> _Your instructions_: Tally the lines in the items below that contain the string "face", treating uppercase and lowercase as different, and reply with only the number.

> _Extracted information_:

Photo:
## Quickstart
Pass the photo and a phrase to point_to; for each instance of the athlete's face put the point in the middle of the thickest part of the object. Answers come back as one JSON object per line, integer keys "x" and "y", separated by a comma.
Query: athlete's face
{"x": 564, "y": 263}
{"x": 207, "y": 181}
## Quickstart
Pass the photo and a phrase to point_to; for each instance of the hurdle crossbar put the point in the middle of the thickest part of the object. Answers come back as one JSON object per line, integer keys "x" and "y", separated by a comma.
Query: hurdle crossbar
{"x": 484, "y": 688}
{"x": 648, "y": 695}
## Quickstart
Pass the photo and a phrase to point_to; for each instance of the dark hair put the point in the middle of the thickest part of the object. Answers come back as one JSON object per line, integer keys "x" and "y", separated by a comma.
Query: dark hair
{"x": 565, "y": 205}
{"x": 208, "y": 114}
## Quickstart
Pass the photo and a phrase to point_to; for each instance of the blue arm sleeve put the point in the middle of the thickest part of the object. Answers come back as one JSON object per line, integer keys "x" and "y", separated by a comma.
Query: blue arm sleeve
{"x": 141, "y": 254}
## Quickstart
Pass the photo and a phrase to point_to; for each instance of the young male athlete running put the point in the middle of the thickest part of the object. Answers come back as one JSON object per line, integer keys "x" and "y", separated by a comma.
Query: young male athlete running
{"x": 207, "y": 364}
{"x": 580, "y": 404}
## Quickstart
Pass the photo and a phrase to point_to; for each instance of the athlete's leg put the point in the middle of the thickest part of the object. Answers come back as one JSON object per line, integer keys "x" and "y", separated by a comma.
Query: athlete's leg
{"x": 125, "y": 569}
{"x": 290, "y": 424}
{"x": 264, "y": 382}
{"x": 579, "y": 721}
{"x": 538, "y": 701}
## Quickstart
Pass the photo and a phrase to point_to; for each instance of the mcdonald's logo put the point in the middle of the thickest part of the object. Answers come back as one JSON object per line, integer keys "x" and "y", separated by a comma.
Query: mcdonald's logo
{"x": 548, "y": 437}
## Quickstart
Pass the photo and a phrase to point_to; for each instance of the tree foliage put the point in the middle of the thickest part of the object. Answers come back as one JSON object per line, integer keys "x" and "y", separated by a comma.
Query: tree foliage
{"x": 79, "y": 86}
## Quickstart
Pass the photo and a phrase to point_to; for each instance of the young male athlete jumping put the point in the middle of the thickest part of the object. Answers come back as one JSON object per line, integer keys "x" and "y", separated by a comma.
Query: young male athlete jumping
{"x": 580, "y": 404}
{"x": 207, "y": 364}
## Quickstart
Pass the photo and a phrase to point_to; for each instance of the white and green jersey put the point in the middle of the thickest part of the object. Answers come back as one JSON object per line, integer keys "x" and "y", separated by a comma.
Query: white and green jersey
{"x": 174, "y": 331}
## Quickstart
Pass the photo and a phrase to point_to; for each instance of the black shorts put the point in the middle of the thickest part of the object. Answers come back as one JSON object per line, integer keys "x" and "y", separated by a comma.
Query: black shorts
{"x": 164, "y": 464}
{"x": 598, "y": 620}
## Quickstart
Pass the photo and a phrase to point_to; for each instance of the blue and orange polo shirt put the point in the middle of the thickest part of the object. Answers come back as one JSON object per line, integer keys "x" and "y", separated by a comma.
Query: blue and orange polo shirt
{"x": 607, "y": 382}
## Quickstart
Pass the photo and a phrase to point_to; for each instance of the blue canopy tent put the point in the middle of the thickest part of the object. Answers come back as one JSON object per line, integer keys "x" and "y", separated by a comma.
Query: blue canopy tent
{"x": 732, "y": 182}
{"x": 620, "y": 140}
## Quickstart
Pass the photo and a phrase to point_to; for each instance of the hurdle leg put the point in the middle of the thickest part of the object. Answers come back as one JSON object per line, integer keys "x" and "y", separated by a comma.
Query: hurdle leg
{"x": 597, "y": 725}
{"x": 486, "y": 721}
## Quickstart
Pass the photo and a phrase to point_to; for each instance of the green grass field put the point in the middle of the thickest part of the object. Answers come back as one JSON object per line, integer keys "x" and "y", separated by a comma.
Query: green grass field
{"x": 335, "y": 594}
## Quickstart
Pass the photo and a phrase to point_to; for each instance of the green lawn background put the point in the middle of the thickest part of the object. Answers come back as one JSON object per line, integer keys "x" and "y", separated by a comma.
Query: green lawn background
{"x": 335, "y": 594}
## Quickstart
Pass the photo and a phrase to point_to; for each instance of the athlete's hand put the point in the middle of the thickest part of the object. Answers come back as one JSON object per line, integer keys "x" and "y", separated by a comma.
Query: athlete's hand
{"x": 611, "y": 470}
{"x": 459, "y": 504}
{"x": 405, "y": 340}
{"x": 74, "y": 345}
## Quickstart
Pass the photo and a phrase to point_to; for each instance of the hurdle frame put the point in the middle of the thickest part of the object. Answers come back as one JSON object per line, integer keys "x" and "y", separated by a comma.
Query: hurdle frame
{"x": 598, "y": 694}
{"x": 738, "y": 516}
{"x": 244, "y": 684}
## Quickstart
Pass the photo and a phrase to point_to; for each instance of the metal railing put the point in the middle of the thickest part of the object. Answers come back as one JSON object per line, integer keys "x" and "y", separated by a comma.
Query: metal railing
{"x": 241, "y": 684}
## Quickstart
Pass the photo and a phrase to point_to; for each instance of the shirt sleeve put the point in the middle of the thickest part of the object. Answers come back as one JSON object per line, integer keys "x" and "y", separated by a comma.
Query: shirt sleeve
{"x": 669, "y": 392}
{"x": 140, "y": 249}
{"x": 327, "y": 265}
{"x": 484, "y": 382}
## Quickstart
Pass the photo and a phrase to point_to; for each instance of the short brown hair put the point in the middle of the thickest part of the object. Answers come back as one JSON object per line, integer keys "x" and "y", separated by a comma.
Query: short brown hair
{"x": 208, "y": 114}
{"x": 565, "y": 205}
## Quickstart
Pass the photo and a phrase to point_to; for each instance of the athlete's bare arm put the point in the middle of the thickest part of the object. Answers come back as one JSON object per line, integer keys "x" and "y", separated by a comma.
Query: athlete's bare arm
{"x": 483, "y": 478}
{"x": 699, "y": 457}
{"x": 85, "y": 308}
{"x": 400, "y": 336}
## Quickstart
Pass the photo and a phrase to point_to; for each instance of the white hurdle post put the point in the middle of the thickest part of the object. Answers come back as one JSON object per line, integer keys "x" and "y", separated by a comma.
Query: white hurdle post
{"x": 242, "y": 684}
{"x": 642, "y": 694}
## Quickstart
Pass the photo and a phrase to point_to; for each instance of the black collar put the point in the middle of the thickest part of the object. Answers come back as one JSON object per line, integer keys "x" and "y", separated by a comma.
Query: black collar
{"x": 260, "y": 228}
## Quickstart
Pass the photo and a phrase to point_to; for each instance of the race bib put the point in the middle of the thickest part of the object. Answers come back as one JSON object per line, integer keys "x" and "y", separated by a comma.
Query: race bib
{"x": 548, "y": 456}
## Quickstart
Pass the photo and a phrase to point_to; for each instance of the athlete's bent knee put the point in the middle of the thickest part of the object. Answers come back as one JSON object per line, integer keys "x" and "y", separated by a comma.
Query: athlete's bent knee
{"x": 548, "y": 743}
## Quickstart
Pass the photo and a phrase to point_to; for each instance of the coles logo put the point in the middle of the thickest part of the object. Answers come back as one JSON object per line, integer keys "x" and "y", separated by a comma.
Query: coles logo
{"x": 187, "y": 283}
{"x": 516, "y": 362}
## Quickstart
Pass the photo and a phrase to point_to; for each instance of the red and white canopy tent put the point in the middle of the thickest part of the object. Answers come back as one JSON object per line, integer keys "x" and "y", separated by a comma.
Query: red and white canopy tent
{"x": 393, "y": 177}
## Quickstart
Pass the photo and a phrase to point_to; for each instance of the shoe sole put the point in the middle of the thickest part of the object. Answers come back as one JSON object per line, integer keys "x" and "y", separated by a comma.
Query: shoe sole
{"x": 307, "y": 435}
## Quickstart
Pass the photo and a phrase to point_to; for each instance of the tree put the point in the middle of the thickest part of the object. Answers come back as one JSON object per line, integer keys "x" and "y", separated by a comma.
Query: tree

> _Written solution_: 2